Please retype all of the data below, word for word.

> [Phrase grounding data]
----------------
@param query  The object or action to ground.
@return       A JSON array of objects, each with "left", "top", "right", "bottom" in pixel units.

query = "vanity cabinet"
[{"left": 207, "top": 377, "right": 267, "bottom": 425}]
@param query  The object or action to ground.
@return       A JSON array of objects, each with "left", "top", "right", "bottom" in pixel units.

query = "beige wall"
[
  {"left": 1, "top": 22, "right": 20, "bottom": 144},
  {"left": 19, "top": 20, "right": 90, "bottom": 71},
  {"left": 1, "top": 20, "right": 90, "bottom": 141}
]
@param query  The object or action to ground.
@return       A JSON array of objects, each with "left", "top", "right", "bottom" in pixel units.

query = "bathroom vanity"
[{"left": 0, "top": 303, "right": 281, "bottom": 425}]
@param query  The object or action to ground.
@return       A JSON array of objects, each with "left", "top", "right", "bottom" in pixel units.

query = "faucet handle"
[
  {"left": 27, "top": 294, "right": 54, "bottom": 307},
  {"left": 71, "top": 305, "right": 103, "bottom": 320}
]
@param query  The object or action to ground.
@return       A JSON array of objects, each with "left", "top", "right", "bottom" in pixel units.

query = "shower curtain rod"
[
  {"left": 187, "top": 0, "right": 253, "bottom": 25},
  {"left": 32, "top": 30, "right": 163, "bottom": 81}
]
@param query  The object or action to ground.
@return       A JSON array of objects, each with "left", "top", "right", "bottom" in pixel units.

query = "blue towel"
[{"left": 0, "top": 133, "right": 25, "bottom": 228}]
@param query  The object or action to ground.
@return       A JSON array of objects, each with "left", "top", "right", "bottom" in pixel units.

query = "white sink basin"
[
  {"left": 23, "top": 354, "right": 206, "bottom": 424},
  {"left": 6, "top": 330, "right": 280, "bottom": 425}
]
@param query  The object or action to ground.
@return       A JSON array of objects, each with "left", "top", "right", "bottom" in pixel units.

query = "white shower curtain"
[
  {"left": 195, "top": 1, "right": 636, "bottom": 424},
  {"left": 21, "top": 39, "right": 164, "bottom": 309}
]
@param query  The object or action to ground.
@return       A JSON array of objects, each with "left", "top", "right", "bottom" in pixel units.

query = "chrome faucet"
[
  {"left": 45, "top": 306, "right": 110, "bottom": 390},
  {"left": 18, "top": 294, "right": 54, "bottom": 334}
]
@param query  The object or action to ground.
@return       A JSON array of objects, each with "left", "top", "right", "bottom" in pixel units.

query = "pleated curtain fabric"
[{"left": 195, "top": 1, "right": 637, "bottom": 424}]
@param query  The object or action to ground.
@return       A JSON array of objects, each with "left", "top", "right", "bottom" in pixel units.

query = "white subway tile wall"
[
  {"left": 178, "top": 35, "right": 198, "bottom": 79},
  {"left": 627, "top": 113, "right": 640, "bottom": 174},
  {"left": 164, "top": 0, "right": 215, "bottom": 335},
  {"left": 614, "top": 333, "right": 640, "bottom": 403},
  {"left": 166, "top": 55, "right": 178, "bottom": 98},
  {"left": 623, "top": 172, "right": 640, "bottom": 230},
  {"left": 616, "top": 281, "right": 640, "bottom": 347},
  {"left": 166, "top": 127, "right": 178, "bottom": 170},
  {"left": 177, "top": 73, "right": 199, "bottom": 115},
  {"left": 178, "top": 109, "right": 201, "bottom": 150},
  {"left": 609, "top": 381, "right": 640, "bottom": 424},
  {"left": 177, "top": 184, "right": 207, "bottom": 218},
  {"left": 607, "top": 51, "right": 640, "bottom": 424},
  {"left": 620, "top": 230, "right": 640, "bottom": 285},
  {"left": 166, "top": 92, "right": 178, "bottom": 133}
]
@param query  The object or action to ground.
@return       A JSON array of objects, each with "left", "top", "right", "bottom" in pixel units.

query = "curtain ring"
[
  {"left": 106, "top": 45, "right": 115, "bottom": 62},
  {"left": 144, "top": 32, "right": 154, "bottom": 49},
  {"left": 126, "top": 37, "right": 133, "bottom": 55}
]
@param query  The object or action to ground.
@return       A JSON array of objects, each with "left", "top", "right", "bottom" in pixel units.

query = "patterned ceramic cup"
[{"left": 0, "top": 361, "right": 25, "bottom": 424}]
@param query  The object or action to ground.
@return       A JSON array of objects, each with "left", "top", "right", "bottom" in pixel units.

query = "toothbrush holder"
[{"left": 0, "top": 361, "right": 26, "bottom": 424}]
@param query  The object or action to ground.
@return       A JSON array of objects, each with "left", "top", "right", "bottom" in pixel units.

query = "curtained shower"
----------------
> [Completed exercise]
@param query  The object or action to ground.
@return       A JSON array of objects, each with "left", "top", "right", "bottom" in pixel units.

query = "vanity cabinet"
[{"left": 207, "top": 377, "right": 267, "bottom": 425}]
@param query  The object or action to ground.
@return       A JSON array of objects, each with "left", "top", "right", "bottom" in pixel units.

query = "beige wall"
[
  {"left": 1, "top": 22, "right": 20, "bottom": 144},
  {"left": 19, "top": 20, "right": 90, "bottom": 71},
  {"left": 1, "top": 20, "right": 90, "bottom": 141}
]
@param query  The object or action to ground.
@return       A JSON array of objects, each with "left", "top", "right", "bottom" in pixel units.

query = "bathroom vanity"
[{"left": 0, "top": 303, "right": 281, "bottom": 425}]
@param query  The object or action to ground.
@return       A JSON array of objects, each with "left", "top", "right", "bottom" in pixel units.

query = "faucet handle"
[
  {"left": 27, "top": 294, "right": 54, "bottom": 307},
  {"left": 71, "top": 305, "right": 103, "bottom": 320}
]
@param query  The object or action to ground.
@return       A JSON array of objects, each with "left", "top", "right", "bottom" in pixel units.

query = "shower curtain rod"
[
  {"left": 187, "top": 0, "right": 253, "bottom": 25},
  {"left": 32, "top": 30, "right": 163, "bottom": 81}
]
@param query  The object or action to ground.
@return       A JSON array of objects, each with "left", "top", "right", "bottom" in pixel units.

query = "blue towel"
[{"left": 0, "top": 133, "right": 25, "bottom": 228}]
@param query  The object or action to ground.
@return       A JSON array of objects, each with "left", "top", "right", "bottom" in pixel units.

query = "white sink basin"
[
  {"left": 23, "top": 354, "right": 206, "bottom": 424},
  {"left": 6, "top": 330, "right": 280, "bottom": 425}
]
@param query  The object or action to ground.
@return       A JSON array of objects, each with "left", "top", "right", "bottom" in pixel units.

query = "white shower curtain"
[
  {"left": 195, "top": 1, "right": 636, "bottom": 424},
  {"left": 21, "top": 39, "right": 164, "bottom": 309}
]
@param query  The object or action to ground.
@return       A JSON array of objects, each with "left", "top", "right", "bottom" in pixel units.

query = "chrome faucet"
[
  {"left": 45, "top": 306, "right": 110, "bottom": 390},
  {"left": 18, "top": 294, "right": 54, "bottom": 334}
]
@param query  The object or action to ground.
@return       A JSON array of objects, each with "left", "top", "right", "bottom" in pixel units.

query = "pleated curtain fabric"
[{"left": 195, "top": 1, "right": 637, "bottom": 424}]
@param query  The object or action to ground.
@return       A JSON array of objects, each with "left", "top", "right", "bottom" in pixel units.

query = "white subway tile wall"
[
  {"left": 178, "top": 35, "right": 198, "bottom": 79},
  {"left": 627, "top": 113, "right": 640, "bottom": 174},
  {"left": 164, "top": 0, "right": 215, "bottom": 335},
  {"left": 614, "top": 333, "right": 640, "bottom": 403},
  {"left": 166, "top": 55, "right": 178, "bottom": 98},
  {"left": 623, "top": 172, "right": 640, "bottom": 230},
  {"left": 616, "top": 281, "right": 640, "bottom": 347},
  {"left": 166, "top": 127, "right": 178, "bottom": 170},
  {"left": 177, "top": 73, "right": 199, "bottom": 115},
  {"left": 178, "top": 109, "right": 201, "bottom": 150},
  {"left": 609, "top": 381, "right": 640, "bottom": 424},
  {"left": 177, "top": 184, "right": 207, "bottom": 218},
  {"left": 607, "top": 51, "right": 640, "bottom": 424},
  {"left": 620, "top": 230, "right": 640, "bottom": 285},
  {"left": 166, "top": 92, "right": 178, "bottom": 133}
]
@param query  The object or action to ground.
@return       A JSON array of objects, each with "left", "top", "right", "bottom" in pixel units.

query = "curtain ring"
[
  {"left": 106, "top": 45, "right": 115, "bottom": 62},
  {"left": 144, "top": 32, "right": 154, "bottom": 49},
  {"left": 126, "top": 37, "right": 133, "bottom": 55}
]
@param query  The object or action to ground.
@return       A JSON array of objects, each with "left", "top", "right", "bottom" in pixel units.

query = "patterned ceramic cup"
[{"left": 0, "top": 361, "right": 25, "bottom": 424}]
@param query  The object or action to ground.
@return       A JSON array of objects, each with "left", "top", "right", "bottom" in pixel units.

query = "toothbrush holder"
[{"left": 0, "top": 361, "right": 26, "bottom": 424}]
@param query  The object or action to ground.
@return       A JSON array of objects, each with "left", "top", "right", "bottom" in pixel units.

query = "curtained shower"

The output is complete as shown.